[begin Information given]
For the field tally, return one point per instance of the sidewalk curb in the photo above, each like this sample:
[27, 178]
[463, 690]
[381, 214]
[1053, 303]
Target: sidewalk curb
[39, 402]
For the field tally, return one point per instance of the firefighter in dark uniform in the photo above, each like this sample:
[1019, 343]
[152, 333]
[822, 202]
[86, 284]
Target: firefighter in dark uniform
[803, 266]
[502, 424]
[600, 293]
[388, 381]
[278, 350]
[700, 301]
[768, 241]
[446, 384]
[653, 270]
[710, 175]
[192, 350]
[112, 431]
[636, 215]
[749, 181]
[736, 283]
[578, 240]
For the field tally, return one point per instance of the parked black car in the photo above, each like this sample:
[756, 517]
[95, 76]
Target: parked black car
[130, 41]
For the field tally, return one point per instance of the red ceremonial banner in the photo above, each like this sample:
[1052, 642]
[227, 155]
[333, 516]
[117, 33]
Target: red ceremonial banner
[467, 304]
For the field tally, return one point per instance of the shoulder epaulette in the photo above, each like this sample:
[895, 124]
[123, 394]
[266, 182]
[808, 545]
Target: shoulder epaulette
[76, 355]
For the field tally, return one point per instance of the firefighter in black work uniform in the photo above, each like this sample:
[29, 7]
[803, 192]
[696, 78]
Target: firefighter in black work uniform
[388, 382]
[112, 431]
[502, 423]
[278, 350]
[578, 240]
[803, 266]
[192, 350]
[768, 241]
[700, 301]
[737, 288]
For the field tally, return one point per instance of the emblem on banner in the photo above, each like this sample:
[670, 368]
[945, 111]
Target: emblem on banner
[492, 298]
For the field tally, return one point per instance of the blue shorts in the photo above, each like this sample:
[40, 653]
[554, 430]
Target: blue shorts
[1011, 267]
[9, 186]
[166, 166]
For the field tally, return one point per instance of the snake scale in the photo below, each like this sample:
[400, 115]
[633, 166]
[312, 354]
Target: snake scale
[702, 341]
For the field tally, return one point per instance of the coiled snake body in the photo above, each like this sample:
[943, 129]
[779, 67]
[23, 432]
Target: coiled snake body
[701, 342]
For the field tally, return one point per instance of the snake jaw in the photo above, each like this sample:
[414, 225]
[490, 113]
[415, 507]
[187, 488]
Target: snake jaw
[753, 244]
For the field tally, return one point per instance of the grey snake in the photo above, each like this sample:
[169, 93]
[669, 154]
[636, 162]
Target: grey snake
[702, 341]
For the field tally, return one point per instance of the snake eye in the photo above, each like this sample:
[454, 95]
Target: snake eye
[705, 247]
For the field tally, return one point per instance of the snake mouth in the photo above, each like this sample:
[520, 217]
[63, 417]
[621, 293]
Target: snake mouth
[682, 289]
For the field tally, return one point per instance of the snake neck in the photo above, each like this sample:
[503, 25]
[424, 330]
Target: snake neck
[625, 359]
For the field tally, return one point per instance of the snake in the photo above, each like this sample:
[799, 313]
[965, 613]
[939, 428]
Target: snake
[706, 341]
[end Information given]
• **Aim of the task**: Copy the lines of the recorded data in full, starting at the line containing "the snake in" and ending at the last line of the recorded data. Add 58 to every number in the answer coordinates.

• **Task answer**:
For the field tally, return one point per instance of the snake in the photo above, each like this sample:
[799, 313]
[965, 613]
[939, 428]
Target: snake
[764, 399]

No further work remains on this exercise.